3 Numbers: Manufacturing PMIs to provide insights into Brexit effect
- Full effect of Brexit unlikely in the Eurozone's June final manufacturing survey
- European Central Bank officials to speak, but no new messages expected
- US ISM manufacturing survey expected to remain solid
By Juhani Huopainen
Investors are still paralysed by the aftermath of Britain’s vote to leave the European Union. News feeds and commentaries are dominated by the event and other economic data or speeches have been paid little attention. Slowly but surely this will change, and the obvious first candidates will be the eventual policy path of the Federal Reserve and the European Central Bank.
The ECB will have to soon present changes to its bond purchase programme, as the bank is running out of German bonds to buy. In the UK, it will be interesting to see how badly the business sentiment has been hurt by Brexit – the first glimpse will probably be the July business sentiment surveys, but it will take a month from now before we get that. Today’s manufacturing survey for June is expected to show a small increase to 50.3 – but still close to the lowest levels seen since early 2013.
Euro area June Manufacturing Purchasing Manager Index (0830 GMT). The June flash index had a surprisingly perky reading of 52.6, and no change is expected in the final reading. That is the highest since January 2016, which means the real economy was not fazed by the looming Brexit threat. Maybe that was because Remain was expected to win, or maybe Leave is not expected to lead to long-lasting damage to the European economy.

**Aim A**
Convert the records into a JSON list of strings, one string per line with blank lines omitted, running from the first line of the records up to and including the line with "(1149, 649)". Leave out the pictures.
**Aim B**
Carry on the article about manufacturing PMIs and Brexit from where it stops.

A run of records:
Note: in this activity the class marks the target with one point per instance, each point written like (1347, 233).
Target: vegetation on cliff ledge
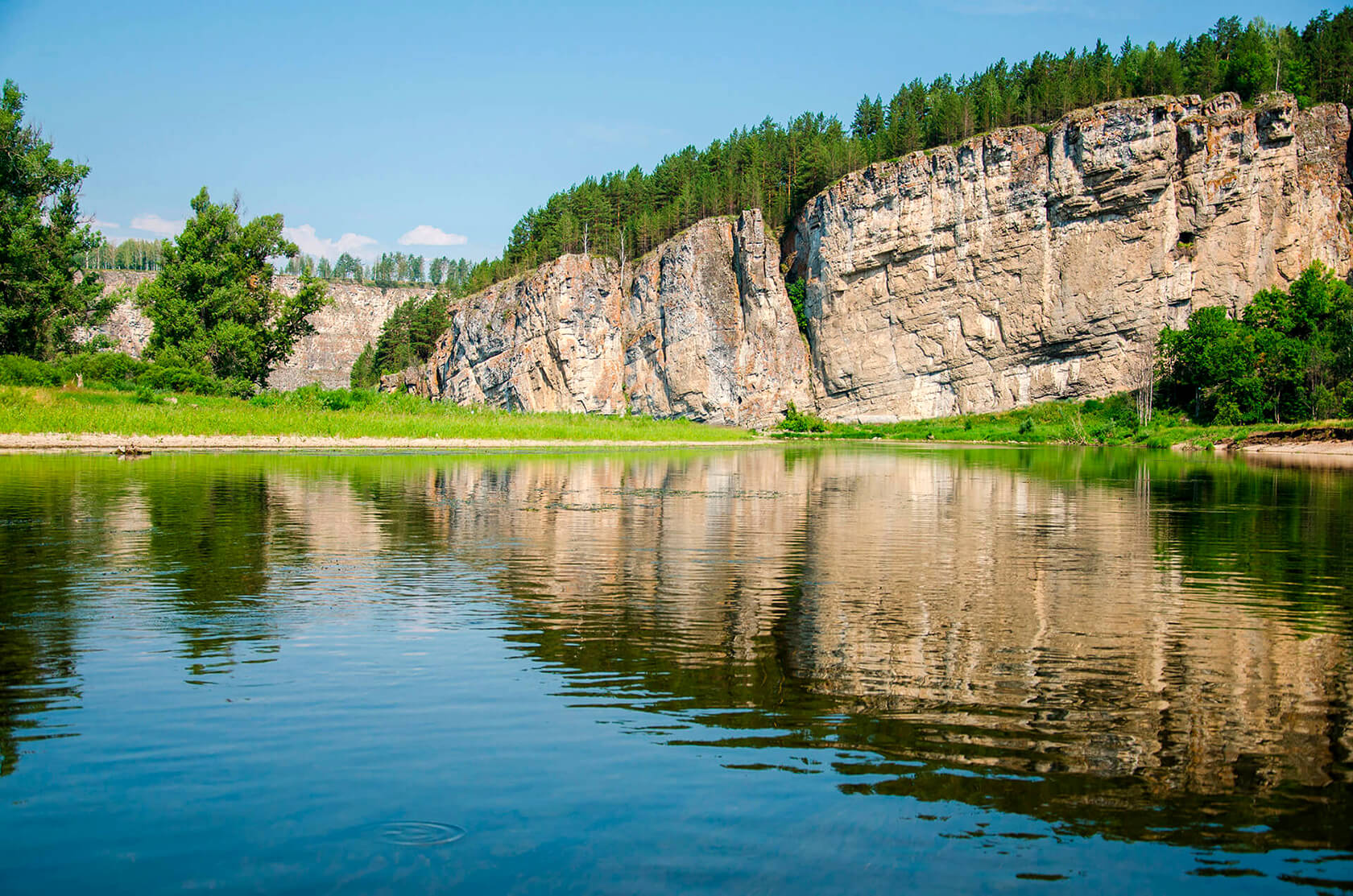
(1287, 357)
(780, 167)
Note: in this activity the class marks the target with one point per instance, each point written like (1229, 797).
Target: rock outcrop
(1018, 266)
(342, 328)
(700, 328)
(1022, 266)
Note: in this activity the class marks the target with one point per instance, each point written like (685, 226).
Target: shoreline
(1333, 451)
(131, 445)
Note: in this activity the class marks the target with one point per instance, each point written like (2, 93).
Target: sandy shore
(101, 443)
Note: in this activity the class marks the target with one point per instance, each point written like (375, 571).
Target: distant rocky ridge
(1014, 267)
(342, 328)
(1022, 266)
(700, 328)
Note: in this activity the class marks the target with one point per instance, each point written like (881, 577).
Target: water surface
(762, 671)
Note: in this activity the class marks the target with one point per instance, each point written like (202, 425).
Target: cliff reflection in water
(1136, 646)
(1149, 649)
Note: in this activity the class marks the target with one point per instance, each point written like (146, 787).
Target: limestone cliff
(1022, 266)
(342, 328)
(700, 328)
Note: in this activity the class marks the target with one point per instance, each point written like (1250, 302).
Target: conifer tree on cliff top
(213, 303)
(42, 242)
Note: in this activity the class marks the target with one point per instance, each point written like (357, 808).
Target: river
(782, 671)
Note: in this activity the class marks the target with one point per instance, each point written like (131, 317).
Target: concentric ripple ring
(420, 832)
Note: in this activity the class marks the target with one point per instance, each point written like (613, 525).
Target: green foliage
(364, 370)
(797, 421)
(780, 168)
(18, 370)
(113, 369)
(320, 411)
(797, 294)
(409, 335)
(214, 301)
(129, 254)
(346, 267)
(1289, 357)
(42, 242)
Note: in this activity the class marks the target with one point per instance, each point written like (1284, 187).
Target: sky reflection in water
(782, 671)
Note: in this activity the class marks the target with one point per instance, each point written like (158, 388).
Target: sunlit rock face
(1022, 266)
(700, 328)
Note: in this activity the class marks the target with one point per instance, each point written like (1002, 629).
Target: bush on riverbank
(1110, 421)
(119, 373)
(318, 411)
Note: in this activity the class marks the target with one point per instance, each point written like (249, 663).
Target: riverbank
(38, 419)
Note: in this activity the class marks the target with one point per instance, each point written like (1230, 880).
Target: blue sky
(443, 122)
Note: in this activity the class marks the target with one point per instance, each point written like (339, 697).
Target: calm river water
(768, 671)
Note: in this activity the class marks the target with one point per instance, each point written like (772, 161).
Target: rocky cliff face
(1022, 266)
(1018, 266)
(342, 329)
(701, 328)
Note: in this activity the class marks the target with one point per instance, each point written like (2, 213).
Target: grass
(1111, 421)
(314, 411)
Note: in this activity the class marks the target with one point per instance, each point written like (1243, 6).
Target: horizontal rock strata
(1022, 266)
(701, 328)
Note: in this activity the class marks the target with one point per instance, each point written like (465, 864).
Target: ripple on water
(421, 832)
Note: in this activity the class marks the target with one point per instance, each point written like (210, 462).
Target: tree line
(129, 254)
(780, 167)
(391, 268)
(218, 322)
(1287, 357)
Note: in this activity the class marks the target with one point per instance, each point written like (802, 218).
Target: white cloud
(312, 244)
(429, 236)
(157, 225)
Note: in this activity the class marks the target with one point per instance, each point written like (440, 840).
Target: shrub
(114, 369)
(796, 421)
(17, 370)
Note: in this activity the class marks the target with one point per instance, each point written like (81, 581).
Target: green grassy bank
(1111, 421)
(314, 411)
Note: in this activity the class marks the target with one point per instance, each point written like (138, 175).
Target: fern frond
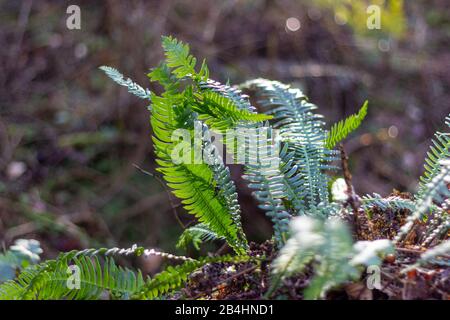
(225, 185)
(394, 203)
(196, 235)
(303, 131)
(132, 87)
(221, 113)
(439, 150)
(183, 63)
(436, 190)
(53, 279)
(264, 176)
(340, 130)
(193, 183)
(330, 245)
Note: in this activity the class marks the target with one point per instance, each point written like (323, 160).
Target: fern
(437, 190)
(182, 62)
(263, 174)
(389, 203)
(50, 280)
(329, 245)
(339, 131)
(302, 130)
(439, 150)
(221, 113)
(133, 87)
(196, 235)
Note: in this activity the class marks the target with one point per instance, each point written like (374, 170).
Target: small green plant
(289, 170)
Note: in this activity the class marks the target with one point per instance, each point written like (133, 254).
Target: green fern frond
(196, 235)
(225, 185)
(221, 113)
(303, 130)
(329, 244)
(263, 174)
(54, 280)
(133, 87)
(340, 130)
(164, 77)
(194, 184)
(436, 190)
(439, 150)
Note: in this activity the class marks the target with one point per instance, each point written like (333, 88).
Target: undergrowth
(325, 236)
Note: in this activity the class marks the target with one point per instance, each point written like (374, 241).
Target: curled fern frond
(77, 278)
(394, 203)
(133, 87)
(303, 130)
(264, 176)
(174, 277)
(340, 130)
(439, 150)
(196, 235)
(436, 190)
(183, 63)
(221, 113)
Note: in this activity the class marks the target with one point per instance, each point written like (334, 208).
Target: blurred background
(71, 140)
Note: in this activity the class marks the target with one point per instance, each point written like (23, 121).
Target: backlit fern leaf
(303, 131)
(439, 150)
(133, 87)
(50, 280)
(340, 130)
(196, 235)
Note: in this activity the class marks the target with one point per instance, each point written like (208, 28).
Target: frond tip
(340, 130)
(132, 86)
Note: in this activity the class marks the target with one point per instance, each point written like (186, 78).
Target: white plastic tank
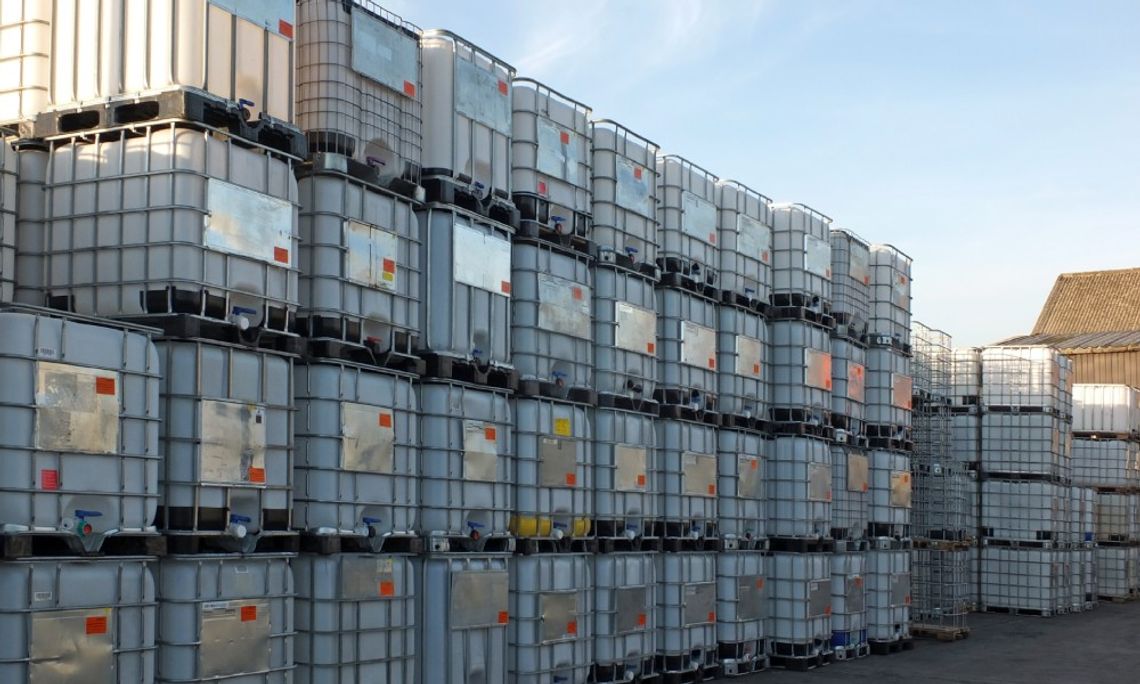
(740, 486)
(237, 50)
(466, 462)
(359, 258)
(686, 341)
(550, 633)
(851, 281)
(625, 208)
(25, 59)
(358, 86)
(888, 595)
(744, 241)
(357, 452)
(625, 485)
(465, 261)
(890, 295)
(550, 159)
(625, 334)
(799, 487)
(889, 388)
(466, 99)
(625, 616)
(78, 620)
(463, 609)
(800, 372)
(799, 604)
(743, 361)
(195, 224)
(79, 428)
(356, 618)
(741, 610)
(800, 257)
(686, 604)
(848, 385)
(851, 487)
(848, 608)
(226, 617)
(553, 469)
(892, 488)
(552, 340)
(687, 205)
(686, 471)
(218, 401)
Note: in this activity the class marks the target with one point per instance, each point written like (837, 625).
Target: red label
(97, 625)
(105, 385)
(49, 479)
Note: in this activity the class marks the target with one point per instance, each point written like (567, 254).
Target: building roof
(1092, 302)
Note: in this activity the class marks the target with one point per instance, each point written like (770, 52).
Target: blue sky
(998, 143)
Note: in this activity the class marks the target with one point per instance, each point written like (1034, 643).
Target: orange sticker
(105, 385)
(97, 625)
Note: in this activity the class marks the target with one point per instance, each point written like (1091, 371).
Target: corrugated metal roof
(1092, 302)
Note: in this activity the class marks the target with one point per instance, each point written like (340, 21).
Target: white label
(817, 257)
(698, 345)
(698, 218)
(754, 238)
(371, 255)
(384, 54)
(481, 260)
(482, 96)
(247, 224)
(633, 192)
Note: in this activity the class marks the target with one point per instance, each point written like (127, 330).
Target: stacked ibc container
(851, 279)
(799, 464)
(626, 503)
(889, 390)
(1025, 470)
(1106, 465)
(744, 238)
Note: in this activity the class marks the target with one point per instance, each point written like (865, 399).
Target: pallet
(194, 107)
(438, 366)
(444, 187)
(886, 648)
(623, 402)
(334, 544)
(339, 161)
(23, 545)
(194, 543)
(800, 545)
(939, 632)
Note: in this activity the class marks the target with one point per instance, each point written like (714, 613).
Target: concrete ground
(1099, 646)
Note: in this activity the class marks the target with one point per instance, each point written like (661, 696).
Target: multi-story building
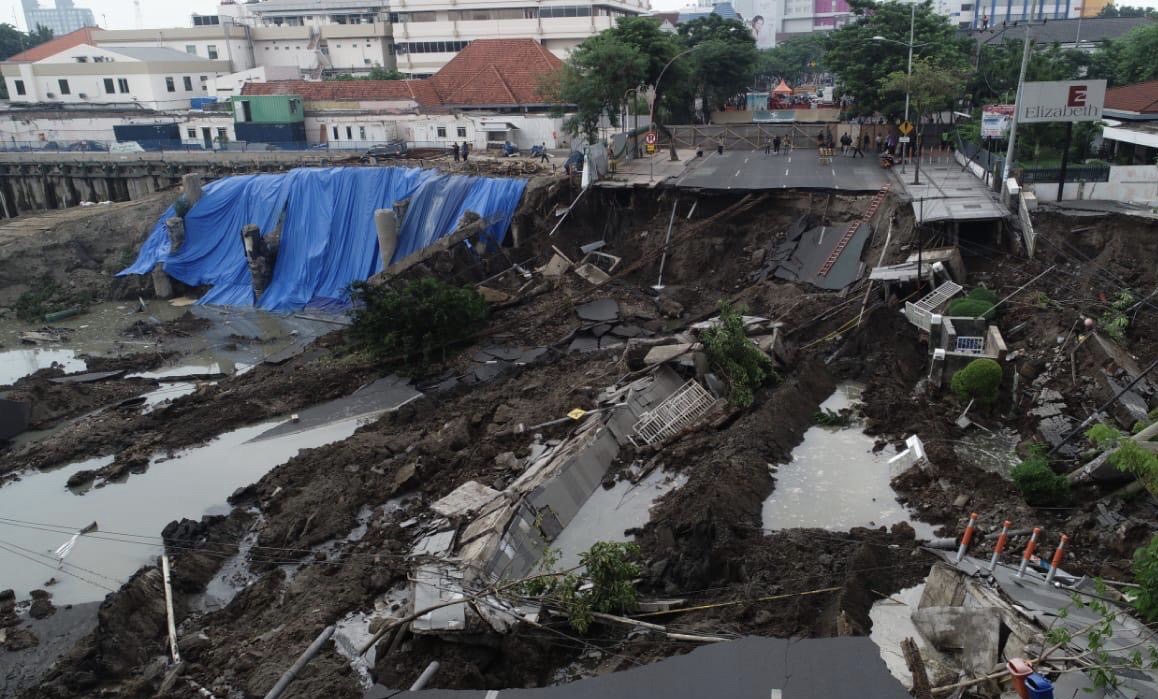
(72, 70)
(63, 19)
(420, 36)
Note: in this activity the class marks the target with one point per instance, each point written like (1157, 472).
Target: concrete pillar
(162, 286)
(191, 184)
(386, 221)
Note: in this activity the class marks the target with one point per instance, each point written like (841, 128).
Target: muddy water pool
(835, 480)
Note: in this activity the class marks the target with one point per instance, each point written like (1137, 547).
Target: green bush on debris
(977, 381)
(983, 294)
(1145, 574)
(1038, 483)
(970, 308)
(420, 323)
(731, 353)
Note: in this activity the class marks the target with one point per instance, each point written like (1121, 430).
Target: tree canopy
(862, 61)
(635, 52)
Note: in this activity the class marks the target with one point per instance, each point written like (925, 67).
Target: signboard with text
(1061, 101)
(995, 120)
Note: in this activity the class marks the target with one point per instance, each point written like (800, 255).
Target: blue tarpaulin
(328, 235)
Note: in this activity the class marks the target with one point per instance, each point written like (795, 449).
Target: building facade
(83, 74)
(63, 19)
(418, 37)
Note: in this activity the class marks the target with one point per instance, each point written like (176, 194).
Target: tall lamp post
(651, 107)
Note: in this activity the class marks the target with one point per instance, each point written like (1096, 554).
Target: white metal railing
(689, 403)
(970, 345)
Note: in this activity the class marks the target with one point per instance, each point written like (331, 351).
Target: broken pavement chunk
(600, 310)
(468, 498)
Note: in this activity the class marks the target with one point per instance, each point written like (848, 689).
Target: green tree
(1137, 54)
(724, 61)
(862, 63)
(602, 68)
(1127, 10)
(380, 73)
(931, 88)
(793, 58)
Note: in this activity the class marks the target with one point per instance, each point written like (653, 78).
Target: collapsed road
(383, 493)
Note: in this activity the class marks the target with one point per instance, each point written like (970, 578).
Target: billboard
(995, 120)
(1062, 101)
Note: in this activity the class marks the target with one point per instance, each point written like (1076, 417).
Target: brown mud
(704, 543)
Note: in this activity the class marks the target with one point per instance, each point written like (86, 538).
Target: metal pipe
(301, 662)
(425, 677)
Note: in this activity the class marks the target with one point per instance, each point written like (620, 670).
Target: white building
(63, 19)
(422, 36)
(72, 71)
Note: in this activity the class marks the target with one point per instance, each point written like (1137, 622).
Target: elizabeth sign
(1063, 101)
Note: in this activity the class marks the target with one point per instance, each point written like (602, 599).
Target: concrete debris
(470, 497)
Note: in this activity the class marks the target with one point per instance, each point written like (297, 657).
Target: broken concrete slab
(666, 353)
(468, 498)
(88, 377)
(601, 310)
(974, 633)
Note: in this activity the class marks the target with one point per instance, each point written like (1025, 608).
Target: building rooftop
(486, 73)
(1138, 98)
(1062, 31)
(53, 46)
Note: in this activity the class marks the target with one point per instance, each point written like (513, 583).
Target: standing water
(39, 513)
(835, 480)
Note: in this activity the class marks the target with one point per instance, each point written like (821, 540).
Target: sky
(118, 14)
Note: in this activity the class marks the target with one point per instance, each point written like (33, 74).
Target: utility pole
(1017, 107)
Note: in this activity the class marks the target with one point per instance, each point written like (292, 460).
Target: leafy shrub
(731, 353)
(1114, 322)
(46, 296)
(983, 294)
(420, 323)
(979, 381)
(1038, 483)
(1145, 574)
(970, 308)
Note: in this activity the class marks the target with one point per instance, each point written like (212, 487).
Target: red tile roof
(53, 46)
(486, 73)
(1140, 97)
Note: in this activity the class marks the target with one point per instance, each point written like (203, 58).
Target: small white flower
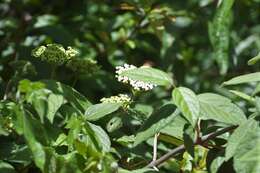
(121, 98)
(137, 85)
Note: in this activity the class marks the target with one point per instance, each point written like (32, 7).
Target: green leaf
(157, 121)
(54, 103)
(219, 108)
(101, 137)
(188, 137)
(143, 170)
(186, 100)
(247, 78)
(243, 96)
(95, 112)
(46, 103)
(76, 99)
(249, 162)
(149, 75)
(175, 128)
(6, 167)
(219, 33)
(34, 145)
(243, 146)
(254, 60)
(114, 123)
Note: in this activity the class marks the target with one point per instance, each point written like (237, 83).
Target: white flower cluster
(137, 85)
(121, 98)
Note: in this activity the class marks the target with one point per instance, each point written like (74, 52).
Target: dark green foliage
(190, 103)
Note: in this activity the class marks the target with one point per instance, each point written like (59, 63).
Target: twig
(155, 148)
(181, 148)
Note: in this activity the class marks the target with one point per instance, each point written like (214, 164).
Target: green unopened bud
(37, 52)
(83, 67)
(71, 52)
(54, 53)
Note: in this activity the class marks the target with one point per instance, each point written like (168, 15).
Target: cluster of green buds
(54, 53)
(124, 99)
(83, 66)
(8, 124)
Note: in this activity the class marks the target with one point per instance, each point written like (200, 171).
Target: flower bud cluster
(121, 98)
(137, 85)
(83, 67)
(54, 53)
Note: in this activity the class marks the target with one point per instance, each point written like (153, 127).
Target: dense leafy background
(59, 125)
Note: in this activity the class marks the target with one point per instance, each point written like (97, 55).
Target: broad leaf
(254, 60)
(175, 128)
(100, 136)
(219, 33)
(6, 167)
(95, 112)
(243, 95)
(149, 75)
(243, 134)
(76, 99)
(247, 78)
(157, 121)
(186, 100)
(243, 146)
(219, 108)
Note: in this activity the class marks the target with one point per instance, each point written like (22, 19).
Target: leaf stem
(53, 71)
(181, 148)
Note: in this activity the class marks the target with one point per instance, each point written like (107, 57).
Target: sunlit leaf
(150, 75)
(187, 102)
(247, 78)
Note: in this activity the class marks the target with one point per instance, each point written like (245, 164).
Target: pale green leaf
(95, 112)
(149, 75)
(254, 60)
(243, 95)
(101, 137)
(188, 103)
(219, 33)
(247, 78)
(219, 108)
(157, 121)
(6, 167)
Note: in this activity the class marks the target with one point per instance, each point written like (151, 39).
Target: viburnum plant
(55, 129)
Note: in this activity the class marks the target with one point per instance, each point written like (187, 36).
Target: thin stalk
(181, 148)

**Final answer A**
[
  "Note: in this activity the class marks the target with one point per instance, each point written like (1347, 233).",
  "Target: vegetation on cliff ledge",
  "(1287, 357)",
  "(780, 167)",
  "Note: in this activity the class marks the target with one point per instance, each point written like (1229, 797).",
  "Target: rock outcrop",
  "(1018, 266)",
  "(342, 328)",
  "(700, 328)",
  "(1022, 266)",
  "Note: in this activity the class marks the target with one point per instance, each point written like (685, 226).",
  "Target: shoreline",
  "(1333, 451)",
  "(131, 445)",
  "Note: in this activity the class marks the target with one point per instance, each point written like (2, 93).",
  "Target: sandy shore",
  "(101, 443)",
  "Note: in this activity the class marks the target with one point per instance, each point written like (375, 571).",
  "Target: distant rocky ridge",
  "(1014, 267)",
  "(342, 328)",
  "(1022, 266)",
  "(700, 328)",
  "Note: in this activity the class marks the target with one point per instance, each point written like (881, 577).",
  "Target: water surface",
  "(762, 671)",
  "Note: in this activity the class marks the target with one point per instance, each point written like (202, 425).",
  "Target: cliff reflection in water",
  "(1136, 646)",
  "(1149, 649)"
]

**Final answer B**
European Central Bank’s officials central bank speeches. The ECB’s Peter Praet (1000 GMT) and Bank of England’s Andrew Haldane (1500 GMT) will be speaking at the FT Festival of Finance.
ECB’s Benoit Coeure will speak at the 60th anniversary of Club de Paris (0715 GMT). The Paris Club is an informal group of officials from creditor countries. Permanent members include countries like Spain, Italy and Ireland, which is an interesting twist as many of the so-called creditor countries are either deeply in debt or have been bailed out themselves.
US June ISM Manufacturing Survey (1400 GMT). The Institute for Supply Management’s manufacturing survey in May had the composite index at 51.3, clearly higher from last winter’s recessionary levels, and it is expected to have risen to 51.4 in June.
The Federal Reserve's ability to hike rates during the rest of the year is seriously questioned. This has not hurt the USD much, as the currency’s safe haven role has kept the demand high. As Brexit becomes generally better understood and accepted, the USD could see some initial weakness but that could be followed by renewed expectations of rate hikes.
The report will be published here.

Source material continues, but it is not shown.